▶ **Stated task**:
Convert every line of the material below into a Markdown table with two columns, Index for the row number and Text for the line, and skip any blank lines. Omit the pictures from the table.
▼
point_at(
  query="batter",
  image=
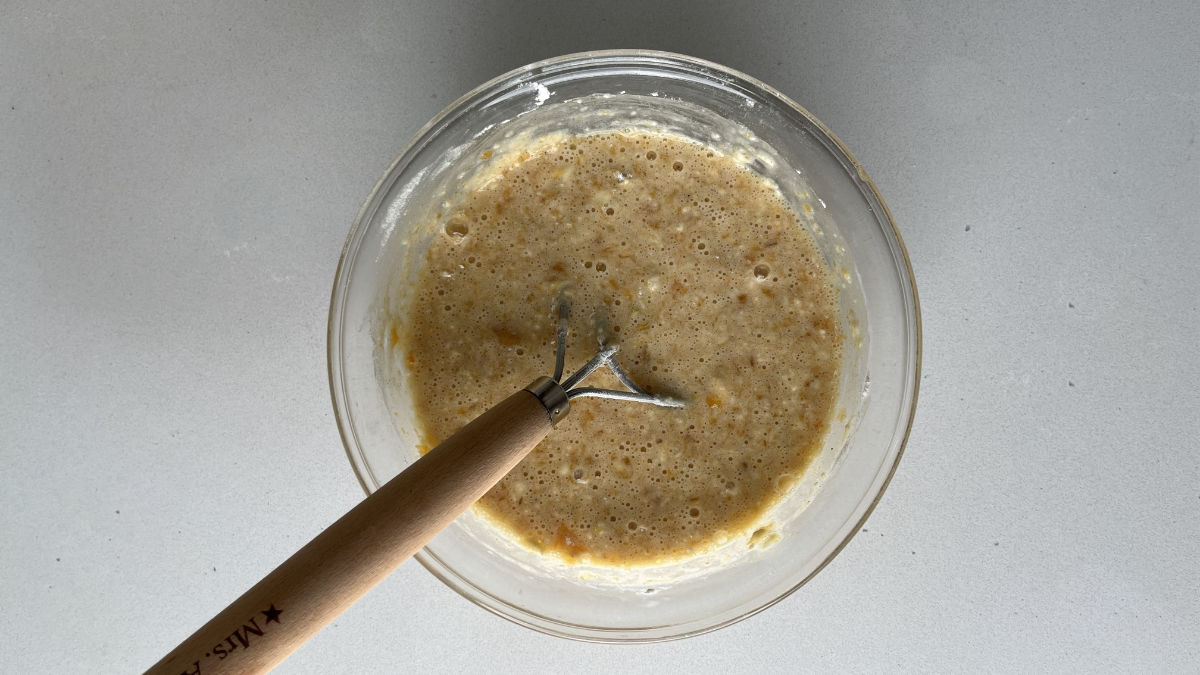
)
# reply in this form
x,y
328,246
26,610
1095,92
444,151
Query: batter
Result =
x,y
715,293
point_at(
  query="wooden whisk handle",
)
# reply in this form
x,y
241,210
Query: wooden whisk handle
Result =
x,y
321,580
▲
▶ **Full response**:
| Index | Text |
|---|---|
| 1 | point_at( |
| 2 |   query="batter", |
| 3 |   image= |
| 4 | ) |
| 5 | # reply in this form |
| 6 | x,y |
| 7 | 328,246 |
| 8 | 26,610 |
| 9 | 1095,92 |
| 10 | 444,151 |
| 11 | Query: batter |
| 12 | Result = |
| 13 | x,y |
| 14 | 715,293 |
| 15 | point_at( |
| 16 |   query="wooden whisk handle", |
| 17 | ) |
| 18 | # reply in this form |
| 19 | x,y |
| 20 | 241,210 |
| 21 | Query: wooden whisk handle |
| 22 | Result = |
| 23 | x,y |
| 24 | 321,580 |